The reply must be the number of lines in the following material that include the word "bare", and nothing more.

<<<<

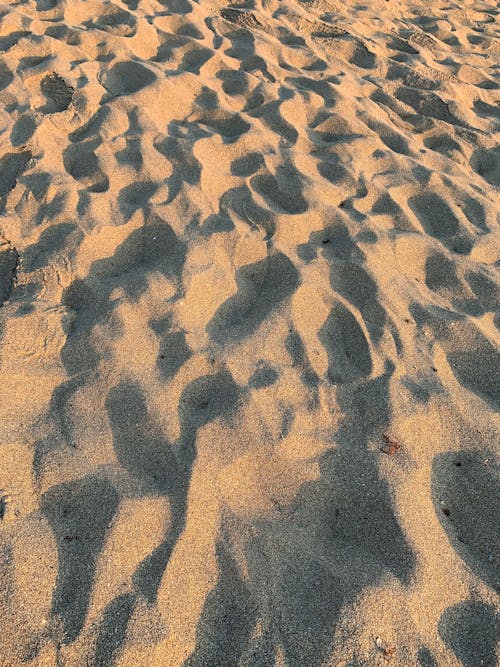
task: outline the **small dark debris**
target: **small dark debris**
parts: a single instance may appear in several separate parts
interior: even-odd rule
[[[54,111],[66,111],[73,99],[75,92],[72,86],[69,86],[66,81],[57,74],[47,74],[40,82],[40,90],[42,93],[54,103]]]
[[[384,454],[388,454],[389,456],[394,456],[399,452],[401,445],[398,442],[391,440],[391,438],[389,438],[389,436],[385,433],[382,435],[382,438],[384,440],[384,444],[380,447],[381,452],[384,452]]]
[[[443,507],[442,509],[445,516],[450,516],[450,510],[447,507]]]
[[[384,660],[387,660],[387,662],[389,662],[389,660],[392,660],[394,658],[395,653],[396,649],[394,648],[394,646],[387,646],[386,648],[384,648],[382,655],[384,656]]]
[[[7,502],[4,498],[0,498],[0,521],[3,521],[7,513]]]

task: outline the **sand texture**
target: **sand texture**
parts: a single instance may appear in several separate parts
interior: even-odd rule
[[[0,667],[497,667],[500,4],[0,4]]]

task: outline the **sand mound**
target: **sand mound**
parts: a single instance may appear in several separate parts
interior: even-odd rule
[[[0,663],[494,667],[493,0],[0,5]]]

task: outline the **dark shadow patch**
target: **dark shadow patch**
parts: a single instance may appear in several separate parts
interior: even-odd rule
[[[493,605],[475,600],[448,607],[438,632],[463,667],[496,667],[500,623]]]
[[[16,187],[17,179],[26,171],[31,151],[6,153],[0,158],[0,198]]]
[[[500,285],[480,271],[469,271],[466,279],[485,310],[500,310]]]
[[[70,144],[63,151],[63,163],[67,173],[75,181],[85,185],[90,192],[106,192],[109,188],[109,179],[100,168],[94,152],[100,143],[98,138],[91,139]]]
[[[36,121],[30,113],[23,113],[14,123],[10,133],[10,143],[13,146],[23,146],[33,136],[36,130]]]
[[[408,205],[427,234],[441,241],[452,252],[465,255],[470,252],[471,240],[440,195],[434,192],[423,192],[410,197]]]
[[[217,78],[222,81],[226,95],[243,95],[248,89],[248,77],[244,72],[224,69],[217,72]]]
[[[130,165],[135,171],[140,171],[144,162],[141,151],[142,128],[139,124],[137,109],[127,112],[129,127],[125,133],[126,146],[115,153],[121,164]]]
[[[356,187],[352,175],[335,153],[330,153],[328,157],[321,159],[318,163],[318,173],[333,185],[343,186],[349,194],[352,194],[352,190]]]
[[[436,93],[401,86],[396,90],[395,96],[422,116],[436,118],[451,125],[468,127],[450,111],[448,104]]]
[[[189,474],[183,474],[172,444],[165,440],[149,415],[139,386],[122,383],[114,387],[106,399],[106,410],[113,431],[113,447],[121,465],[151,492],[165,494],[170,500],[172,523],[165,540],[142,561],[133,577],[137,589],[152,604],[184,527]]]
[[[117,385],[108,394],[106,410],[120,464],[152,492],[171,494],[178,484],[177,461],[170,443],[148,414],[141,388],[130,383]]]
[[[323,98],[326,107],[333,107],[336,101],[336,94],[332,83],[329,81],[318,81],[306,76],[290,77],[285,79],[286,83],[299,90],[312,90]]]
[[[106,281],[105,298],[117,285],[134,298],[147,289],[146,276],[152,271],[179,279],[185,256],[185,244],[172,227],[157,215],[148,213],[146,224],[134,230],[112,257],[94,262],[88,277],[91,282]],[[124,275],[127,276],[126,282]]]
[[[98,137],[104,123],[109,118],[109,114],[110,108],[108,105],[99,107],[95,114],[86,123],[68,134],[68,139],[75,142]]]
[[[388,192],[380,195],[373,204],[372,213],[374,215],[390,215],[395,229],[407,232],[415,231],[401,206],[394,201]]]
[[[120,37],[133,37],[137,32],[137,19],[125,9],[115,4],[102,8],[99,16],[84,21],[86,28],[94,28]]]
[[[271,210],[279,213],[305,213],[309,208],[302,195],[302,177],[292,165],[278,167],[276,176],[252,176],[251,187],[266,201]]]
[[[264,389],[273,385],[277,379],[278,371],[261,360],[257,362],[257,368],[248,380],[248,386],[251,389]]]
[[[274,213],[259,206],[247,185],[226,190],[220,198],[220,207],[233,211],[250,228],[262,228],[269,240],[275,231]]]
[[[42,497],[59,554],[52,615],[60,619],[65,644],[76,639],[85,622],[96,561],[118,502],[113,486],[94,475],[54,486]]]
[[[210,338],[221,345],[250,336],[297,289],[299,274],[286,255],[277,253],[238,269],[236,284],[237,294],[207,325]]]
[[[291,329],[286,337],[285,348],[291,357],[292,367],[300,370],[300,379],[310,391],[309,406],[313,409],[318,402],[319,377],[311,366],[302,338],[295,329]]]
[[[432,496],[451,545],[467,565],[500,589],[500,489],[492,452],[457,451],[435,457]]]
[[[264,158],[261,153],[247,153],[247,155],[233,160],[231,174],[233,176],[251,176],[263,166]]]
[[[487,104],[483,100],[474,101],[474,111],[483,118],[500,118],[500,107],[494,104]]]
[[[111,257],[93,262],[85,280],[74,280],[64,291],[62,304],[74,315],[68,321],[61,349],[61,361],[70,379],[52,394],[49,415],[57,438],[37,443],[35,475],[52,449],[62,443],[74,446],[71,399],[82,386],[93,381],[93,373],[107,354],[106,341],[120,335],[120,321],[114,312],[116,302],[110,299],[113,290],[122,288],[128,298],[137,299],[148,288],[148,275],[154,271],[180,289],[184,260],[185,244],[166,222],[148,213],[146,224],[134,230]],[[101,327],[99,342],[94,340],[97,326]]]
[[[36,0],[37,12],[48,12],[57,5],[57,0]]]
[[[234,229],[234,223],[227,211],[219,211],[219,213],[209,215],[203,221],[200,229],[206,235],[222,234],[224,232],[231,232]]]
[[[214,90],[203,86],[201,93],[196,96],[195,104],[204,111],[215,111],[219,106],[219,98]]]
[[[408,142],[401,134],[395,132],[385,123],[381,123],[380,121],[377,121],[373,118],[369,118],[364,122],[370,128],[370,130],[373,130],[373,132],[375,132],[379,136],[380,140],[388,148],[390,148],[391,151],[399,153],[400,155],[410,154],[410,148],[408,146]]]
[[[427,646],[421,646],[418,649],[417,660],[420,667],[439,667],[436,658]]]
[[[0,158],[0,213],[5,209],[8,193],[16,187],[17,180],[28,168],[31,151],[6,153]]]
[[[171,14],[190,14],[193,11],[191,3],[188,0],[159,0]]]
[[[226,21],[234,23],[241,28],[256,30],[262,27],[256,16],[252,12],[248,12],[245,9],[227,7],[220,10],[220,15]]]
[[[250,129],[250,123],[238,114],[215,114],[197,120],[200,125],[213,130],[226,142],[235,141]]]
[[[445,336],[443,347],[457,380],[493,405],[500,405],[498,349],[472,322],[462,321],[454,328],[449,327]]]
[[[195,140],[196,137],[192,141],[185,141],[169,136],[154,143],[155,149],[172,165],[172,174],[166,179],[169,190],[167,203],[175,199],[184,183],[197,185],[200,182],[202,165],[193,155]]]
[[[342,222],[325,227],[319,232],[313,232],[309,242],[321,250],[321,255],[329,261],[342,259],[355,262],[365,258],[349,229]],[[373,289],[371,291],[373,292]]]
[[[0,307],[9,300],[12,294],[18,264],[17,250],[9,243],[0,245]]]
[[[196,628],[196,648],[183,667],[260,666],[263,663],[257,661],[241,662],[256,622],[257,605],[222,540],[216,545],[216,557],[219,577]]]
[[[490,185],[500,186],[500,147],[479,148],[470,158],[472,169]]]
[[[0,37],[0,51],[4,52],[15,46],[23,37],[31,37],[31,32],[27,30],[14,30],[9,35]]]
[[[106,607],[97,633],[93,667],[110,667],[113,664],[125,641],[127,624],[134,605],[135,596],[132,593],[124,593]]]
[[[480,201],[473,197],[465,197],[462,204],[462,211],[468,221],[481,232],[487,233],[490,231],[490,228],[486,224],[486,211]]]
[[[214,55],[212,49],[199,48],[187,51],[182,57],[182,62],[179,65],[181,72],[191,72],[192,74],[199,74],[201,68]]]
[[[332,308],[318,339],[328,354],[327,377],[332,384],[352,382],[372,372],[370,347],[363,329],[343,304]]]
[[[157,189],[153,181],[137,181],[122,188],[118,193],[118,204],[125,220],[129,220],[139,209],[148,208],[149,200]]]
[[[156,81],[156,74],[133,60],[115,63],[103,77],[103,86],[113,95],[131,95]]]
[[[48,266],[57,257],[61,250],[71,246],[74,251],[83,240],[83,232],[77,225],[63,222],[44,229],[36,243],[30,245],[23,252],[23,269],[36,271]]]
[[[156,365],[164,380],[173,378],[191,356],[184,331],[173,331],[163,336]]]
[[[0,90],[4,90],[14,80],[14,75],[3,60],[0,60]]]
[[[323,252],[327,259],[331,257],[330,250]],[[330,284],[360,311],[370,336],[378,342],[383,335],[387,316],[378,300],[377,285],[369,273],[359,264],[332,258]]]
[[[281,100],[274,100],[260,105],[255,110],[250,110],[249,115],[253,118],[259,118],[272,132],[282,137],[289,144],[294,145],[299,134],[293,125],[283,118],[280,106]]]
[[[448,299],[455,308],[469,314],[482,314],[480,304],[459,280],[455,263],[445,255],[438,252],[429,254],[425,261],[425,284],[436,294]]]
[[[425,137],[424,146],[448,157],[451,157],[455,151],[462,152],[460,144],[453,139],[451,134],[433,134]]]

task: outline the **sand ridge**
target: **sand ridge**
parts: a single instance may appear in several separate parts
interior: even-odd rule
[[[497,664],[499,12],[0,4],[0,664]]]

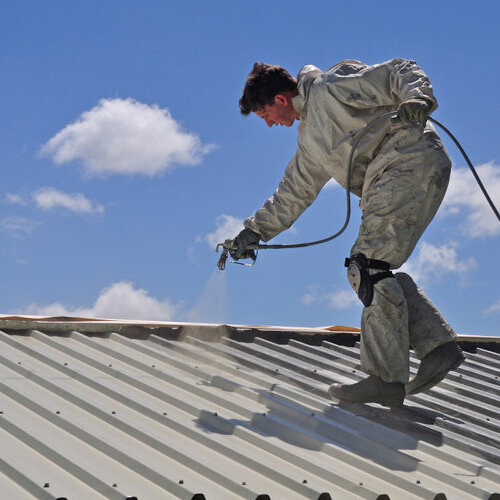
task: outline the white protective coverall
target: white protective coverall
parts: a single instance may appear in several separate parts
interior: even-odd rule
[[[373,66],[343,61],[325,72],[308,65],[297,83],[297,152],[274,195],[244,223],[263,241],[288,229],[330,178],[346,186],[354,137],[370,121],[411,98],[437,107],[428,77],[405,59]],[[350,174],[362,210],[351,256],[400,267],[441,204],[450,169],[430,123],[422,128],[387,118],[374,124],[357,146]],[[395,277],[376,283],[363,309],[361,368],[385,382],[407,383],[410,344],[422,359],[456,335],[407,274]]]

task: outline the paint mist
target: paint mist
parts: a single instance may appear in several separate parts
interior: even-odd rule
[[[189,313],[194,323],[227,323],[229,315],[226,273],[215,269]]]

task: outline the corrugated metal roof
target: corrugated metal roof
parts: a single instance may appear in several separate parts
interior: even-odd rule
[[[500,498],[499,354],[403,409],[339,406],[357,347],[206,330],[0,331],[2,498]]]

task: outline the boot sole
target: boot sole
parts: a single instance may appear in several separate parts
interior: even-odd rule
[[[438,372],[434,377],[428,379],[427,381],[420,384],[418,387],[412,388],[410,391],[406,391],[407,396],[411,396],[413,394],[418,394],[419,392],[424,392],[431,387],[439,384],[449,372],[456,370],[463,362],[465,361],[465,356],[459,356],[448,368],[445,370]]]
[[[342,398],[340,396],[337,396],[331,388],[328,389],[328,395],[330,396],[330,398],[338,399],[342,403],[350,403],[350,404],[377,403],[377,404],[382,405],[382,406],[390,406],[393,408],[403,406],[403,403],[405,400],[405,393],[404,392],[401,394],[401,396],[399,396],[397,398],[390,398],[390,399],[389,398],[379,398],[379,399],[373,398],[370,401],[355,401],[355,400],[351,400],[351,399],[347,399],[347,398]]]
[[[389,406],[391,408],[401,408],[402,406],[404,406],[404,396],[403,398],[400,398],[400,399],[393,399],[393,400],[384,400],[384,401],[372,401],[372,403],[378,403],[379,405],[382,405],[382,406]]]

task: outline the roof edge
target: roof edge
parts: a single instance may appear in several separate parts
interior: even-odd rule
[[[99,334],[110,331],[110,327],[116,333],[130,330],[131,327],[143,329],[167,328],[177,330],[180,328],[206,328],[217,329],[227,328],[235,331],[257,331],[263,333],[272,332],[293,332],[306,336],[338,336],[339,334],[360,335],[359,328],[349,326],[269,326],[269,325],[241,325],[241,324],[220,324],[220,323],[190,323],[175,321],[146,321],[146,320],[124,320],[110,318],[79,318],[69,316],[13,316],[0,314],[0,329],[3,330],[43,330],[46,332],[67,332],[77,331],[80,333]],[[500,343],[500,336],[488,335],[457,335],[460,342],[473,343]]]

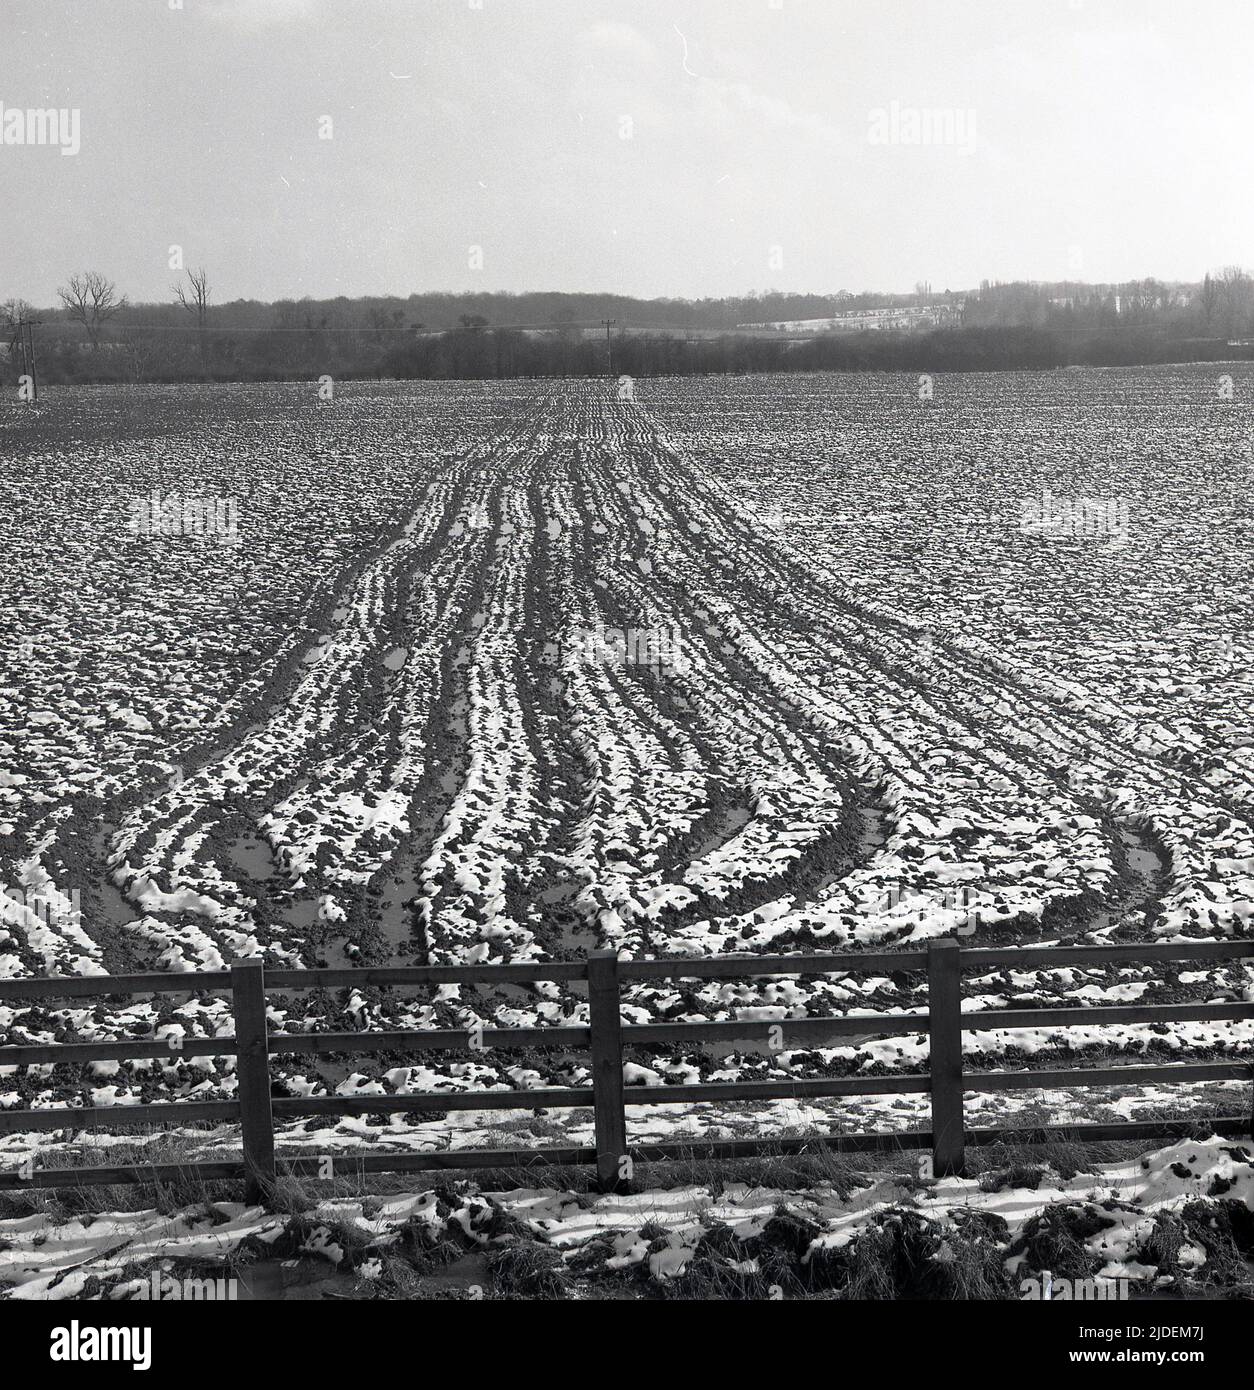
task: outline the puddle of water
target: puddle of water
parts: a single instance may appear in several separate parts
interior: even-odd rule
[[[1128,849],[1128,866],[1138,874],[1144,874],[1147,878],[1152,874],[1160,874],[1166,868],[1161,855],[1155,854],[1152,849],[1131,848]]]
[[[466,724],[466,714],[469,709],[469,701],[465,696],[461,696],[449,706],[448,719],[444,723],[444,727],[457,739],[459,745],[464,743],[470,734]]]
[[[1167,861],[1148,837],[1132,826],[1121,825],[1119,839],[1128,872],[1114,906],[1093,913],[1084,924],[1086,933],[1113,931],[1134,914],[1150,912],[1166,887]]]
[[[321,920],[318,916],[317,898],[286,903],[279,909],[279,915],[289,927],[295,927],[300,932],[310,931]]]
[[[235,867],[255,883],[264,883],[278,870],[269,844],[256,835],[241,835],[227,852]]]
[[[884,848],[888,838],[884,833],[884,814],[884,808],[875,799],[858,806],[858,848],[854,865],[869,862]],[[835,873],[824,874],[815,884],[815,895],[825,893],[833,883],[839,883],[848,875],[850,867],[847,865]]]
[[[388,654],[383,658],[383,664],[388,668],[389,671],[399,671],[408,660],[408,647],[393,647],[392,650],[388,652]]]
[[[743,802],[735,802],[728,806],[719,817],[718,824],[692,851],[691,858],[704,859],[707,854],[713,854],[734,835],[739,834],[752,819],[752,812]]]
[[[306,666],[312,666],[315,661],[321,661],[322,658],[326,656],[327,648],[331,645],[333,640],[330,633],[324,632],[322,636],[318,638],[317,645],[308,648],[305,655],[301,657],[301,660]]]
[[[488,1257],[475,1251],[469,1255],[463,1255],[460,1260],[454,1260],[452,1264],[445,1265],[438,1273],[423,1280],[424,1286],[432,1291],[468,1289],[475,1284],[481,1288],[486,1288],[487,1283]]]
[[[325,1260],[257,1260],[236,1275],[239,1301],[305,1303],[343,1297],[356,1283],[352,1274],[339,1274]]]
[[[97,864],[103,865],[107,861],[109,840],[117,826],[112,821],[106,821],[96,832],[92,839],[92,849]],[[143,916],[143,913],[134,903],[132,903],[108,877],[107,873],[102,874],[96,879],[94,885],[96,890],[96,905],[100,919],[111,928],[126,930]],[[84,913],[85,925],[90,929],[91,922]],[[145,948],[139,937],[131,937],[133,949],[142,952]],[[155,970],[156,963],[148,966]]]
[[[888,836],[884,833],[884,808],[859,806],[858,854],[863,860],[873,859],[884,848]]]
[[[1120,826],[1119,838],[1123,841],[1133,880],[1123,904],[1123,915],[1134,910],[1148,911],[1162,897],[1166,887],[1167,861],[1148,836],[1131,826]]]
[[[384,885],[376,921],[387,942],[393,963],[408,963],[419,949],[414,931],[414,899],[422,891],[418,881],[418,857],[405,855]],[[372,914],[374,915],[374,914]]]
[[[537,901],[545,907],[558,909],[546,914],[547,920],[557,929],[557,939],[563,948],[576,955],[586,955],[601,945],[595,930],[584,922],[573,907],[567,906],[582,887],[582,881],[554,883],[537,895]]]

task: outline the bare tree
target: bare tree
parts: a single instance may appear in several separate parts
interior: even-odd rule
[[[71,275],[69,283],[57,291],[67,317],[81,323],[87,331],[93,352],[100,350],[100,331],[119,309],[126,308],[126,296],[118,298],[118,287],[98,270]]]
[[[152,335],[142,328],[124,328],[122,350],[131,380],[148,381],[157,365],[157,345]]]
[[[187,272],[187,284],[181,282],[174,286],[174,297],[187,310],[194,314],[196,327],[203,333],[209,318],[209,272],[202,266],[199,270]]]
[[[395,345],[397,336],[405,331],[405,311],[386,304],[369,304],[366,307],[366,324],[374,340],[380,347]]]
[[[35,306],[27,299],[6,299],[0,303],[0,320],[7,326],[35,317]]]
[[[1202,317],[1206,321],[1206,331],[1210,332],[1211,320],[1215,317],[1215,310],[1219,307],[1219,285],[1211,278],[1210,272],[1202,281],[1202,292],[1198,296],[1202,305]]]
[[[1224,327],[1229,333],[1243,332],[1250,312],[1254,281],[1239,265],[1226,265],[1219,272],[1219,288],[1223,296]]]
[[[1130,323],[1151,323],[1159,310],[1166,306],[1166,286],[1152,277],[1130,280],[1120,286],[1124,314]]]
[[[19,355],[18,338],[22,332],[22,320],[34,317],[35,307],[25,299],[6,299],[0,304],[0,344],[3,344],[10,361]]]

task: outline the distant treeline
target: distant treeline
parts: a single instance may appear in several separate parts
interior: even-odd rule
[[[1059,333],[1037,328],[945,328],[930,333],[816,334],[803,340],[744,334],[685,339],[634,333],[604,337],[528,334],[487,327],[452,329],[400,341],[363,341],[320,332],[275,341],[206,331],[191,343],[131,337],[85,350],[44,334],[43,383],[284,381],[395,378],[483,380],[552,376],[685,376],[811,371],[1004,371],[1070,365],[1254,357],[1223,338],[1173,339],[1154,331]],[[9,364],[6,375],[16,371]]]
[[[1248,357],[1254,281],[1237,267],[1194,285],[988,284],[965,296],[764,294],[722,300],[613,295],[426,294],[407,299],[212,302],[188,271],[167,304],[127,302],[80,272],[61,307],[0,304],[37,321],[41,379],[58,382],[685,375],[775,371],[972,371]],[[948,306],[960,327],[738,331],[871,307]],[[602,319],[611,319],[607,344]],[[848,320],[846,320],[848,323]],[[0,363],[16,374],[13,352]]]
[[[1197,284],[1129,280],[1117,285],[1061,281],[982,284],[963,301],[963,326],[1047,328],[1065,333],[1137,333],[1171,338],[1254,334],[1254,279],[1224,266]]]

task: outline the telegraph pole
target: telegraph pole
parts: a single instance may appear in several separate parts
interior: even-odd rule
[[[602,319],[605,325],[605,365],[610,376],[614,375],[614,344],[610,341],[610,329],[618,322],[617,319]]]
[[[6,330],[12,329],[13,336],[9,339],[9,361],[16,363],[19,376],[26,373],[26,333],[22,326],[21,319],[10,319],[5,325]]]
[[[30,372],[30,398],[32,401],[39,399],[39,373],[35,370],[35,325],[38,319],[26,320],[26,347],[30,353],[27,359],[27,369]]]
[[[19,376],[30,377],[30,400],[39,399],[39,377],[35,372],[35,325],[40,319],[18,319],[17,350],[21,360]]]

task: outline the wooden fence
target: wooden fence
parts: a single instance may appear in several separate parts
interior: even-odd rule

>>>>

- _EXERCISE OUTPUT_:
2